### INPUT
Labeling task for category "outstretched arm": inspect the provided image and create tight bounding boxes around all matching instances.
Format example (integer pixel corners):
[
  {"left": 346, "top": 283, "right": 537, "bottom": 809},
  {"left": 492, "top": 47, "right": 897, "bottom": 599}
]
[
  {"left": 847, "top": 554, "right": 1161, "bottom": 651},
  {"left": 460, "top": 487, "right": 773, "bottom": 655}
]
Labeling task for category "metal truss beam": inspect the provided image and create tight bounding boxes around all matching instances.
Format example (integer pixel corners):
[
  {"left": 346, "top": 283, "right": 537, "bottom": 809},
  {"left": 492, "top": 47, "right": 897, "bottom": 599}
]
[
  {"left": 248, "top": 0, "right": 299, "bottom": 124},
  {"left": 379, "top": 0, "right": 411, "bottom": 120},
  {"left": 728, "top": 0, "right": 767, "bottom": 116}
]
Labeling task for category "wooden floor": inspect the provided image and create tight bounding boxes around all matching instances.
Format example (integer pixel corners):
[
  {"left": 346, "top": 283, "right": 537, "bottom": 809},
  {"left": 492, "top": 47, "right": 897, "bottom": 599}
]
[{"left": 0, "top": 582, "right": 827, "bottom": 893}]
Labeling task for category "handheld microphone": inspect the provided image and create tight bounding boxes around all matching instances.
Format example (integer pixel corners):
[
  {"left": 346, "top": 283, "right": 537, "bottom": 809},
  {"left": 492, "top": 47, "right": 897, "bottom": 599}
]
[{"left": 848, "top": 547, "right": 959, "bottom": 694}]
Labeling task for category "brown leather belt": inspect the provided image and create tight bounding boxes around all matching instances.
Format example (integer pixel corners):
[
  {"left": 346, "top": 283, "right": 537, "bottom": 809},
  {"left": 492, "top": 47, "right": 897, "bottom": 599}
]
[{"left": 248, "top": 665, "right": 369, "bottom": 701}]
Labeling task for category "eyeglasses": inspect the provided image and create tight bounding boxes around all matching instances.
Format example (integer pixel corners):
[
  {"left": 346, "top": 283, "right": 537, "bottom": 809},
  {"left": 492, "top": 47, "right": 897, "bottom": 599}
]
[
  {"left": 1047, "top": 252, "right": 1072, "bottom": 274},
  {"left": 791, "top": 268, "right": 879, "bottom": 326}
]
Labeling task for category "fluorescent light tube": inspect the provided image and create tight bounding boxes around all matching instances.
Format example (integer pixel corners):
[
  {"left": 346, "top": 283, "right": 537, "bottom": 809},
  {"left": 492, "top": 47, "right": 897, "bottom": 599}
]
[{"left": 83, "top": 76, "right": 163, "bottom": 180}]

### WRITTEN EXERCISE
Your task is to repeat the data exactly, with nothing left out.

### SOLUTION FOR THIS TASK
Labeling task for category "outstretched arm": inspect the provided image and create tight bounding boxes around all matching instances.
Format example (integer pixel corners):
[
  {"left": 346, "top": 283, "right": 537, "bottom": 809},
  {"left": 492, "top": 47, "right": 897, "bottom": 599}
]
[
  {"left": 847, "top": 554, "right": 1161, "bottom": 651},
  {"left": 460, "top": 487, "right": 773, "bottom": 655}
]
Labeling task for category "metal truss beam": inspect the provided image and create tight bounding boxes around all matching instances.
Format example (integer pixel corners):
[
  {"left": 346, "top": 283, "right": 537, "bottom": 809},
  {"left": 492, "top": 47, "right": 897, "bottom": 599}
]
[
  {"left": 248, "top": 0, "right": 299, "bottom": 124},
  {"left": 379, "top": 0, "right": 411, "bottom": 120},
  {"left": 728, "top": 0, "right": 767, "bottom": 116}
]
Labeling task for category "wooden floor": inspect the provided image and create tight bounding boxes around all matching instances.
Format example (integer pixel corners):
[
  {"left": 346, "top": 283, "right": 537, "bottom": 809},
  {"left": 492, "top": 47, "right": 897, "bottom": 599}
]
[{"left": 0, "top": 582, "right": 827, "bottom": 893}]
Labeling task for category "handheld microphone": inspect the provided image and create tight bounding boxes around all matching instances.
Format example (integer pixel corners):
[
  {"left": 346, "top": 283, "right": 537, "bottom": 809},
  {"left": 492, "top": 47, "right": 897, "bottom": 599}
]
[{"left": 848, "top": 547, "right": 959, "bottom": 694}]
Labeling task for category "brown leather belt": inspect the provided image and create tight bounding boxes around all matching instances.
Format example (integer pixel corners):
[
  {"left": 346, "top": 283, "right": 537, "bottom": 809},
  {"left": 492, "top": 47, "right": 897, "bottom": 599}
]
[{"left": 248, "top": 665, "right": 369, "bottom": 701}]
Labeling task for category "eyeglasses": inspect the provided image and create tight bounding boxes around all matching instances.
Format example (integer pixel corners):
[
  {"left": 346, "top": 283, "right": 537, "bottom": 809},
  {"left": 492, "top": 47, "right": 897, "bottom": 599}
]
[
  {"left": 1047, "top": 252, "right": 1072, "bottom": 274},
  {"left": 791, "top": 268, "right": 879, "bottom": 326}
]
Labeling task for category "fluorescent light tube": inspect the provided image and create tight bounding boxes around all matching instances.
Format example (integer pixel corners):
[
  {"left": 346, "top": 283, "right": 537, "bottom": 809},
  {"left": 492, "top": 47, "right": 897, "bottom": 599}
]
[{"left": 83, "top": 76, "right": 163, "bottom": 180}]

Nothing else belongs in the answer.